◆ Complete the following ◆
- A) Can you retype the Harvard strike conversation between "Jordan: We’ve been" and "2 main contributers.", inclusive?
- B) Could you extend the Harvard strike conversation, picking up right after its last line?

◆ Selected passage ◆

* * * *

Everett: I have a question for you; you obviously came to Harvard with a purpose and came from the Archives – what is 1968/1969?

Maya: It definitely was a time of a lot of political uprisings by students towards the war and other things like the Harvard Expansion. It was definitely very chaotic. Riots and whatnot.

Kristin: We’ve been reading primary sources from times of the stike – newspapers, letters and flyers sent out by SDS and the Memorial Church Group and the Administration.

Jordan: We’ve been getting a sense of the politics of the time.

Everett: What did you find?

Jordan: A staggering amount of information. It’s hard to get a coherent picture, but I saw a lot of SDS documents. SDS and the Faculty look like the 2 main contributers.

Sophia: I looked through a whole folder of just Memorial Church Group documents

Maya: I found a lot of stuff like the proposal for an African-American Studies Program. I also found some stuff about the administration’s response.

Everett: How did the program get created?

Maya: The idea was that the students had wanted to create a program about the African-American people. There’s a correlation between their desires and SDS. They both think that the students didn’t have enough power at Harvard, so they designed curriculum while SDS went on strike.

Mike: I was studying SDS. They were a lot more for Student Power and Student Choice than the rest of the movement. They wanted the ability to create things of their own.

Everett: Why was this important to African-Americans at that time?

Kristin: Voting rights were still an issue.

David Giordano: MLK was assassinated, also.

Everett: King got his Divinity degree at Boston University. I met King on a number of occasions because I had been a classmate of Coretta Scott at Antioch. When she came to the conservatory of music to study voice she started dating Martin. We gave a party for them in our living room just a few blocks from here. I didn’t think then that MLK would have the impact he did. When you looked at the documents in Memorial Church, did you get a sense of their connection?

Sophia: I knew they had their own list of demands. When I was looking at the documents today I couldn’t look very thoroughly.

* * * *

[Rows from a box labeling dataset]

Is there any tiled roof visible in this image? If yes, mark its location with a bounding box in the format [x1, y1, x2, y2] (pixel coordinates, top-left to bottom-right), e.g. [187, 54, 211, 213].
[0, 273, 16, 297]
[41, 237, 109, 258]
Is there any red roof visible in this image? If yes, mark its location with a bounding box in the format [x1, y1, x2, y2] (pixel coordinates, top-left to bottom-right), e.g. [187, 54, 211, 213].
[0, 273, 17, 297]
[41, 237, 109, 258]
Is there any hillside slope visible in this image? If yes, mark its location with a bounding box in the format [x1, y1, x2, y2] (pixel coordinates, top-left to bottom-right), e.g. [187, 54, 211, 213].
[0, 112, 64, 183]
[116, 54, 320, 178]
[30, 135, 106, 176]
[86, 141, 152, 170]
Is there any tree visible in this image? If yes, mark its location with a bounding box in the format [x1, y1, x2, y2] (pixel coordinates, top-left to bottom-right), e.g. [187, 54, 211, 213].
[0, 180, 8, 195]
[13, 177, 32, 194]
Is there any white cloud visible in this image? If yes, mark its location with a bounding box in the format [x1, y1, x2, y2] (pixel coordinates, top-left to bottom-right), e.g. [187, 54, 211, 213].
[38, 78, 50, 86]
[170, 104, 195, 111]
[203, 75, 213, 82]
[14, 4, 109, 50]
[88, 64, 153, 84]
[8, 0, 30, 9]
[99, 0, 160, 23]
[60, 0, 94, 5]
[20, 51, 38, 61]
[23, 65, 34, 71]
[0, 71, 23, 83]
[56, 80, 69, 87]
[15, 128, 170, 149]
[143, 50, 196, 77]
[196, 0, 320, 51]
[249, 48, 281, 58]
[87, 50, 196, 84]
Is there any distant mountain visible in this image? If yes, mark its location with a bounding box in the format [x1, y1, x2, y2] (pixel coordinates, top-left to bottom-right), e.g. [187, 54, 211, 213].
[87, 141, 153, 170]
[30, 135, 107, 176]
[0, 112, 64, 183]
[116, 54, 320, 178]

* * * *

◆ Outputs ◆
- A)
Jordan: We’ve been getting a sense of the politics of the time.

Everett: What did you find?

Jordan: A staggering amount of information. It’s hard to get a coherent picture, but I saw a lot of SDS documents. SDS and the Faculty look like the 2 main contributers.

- B)
Everett: I ask because I know that one very significant part of – well, I should say that I was 37 in 1968 and a member of the senior faculty – I had been involved in desegregation in Yellow Springs Ohio at Antioch. What was the religious connection to the Civil Rights movement? The black church, etc. One whole set of roots and example of how you protest came out of the 1960s – sit-ins and so on. Those tactics were adopted wholesale as the 1960s developed. Boycotts were also big. I boycott this because as you look at your stuff, keep your eye out for those linkages. AT some point, the 1968 movement developed its own outlook, but that crossover was strong. Prior to 1968, the United States was a very conservative country – McCarthyism loomed large. The sense that you tried to find modes of protest which in a way would gain legitimacy within our society was important. In Paris/Europe things were different. The Parisian demonstrators wouldn’t have thought that any of their idols came out of the Church. But the black church was very important to the roots of black, latin American protest and by extension the antiwar movement.

David Spanagel: What was the Faculty like here? How did it respond to what happened?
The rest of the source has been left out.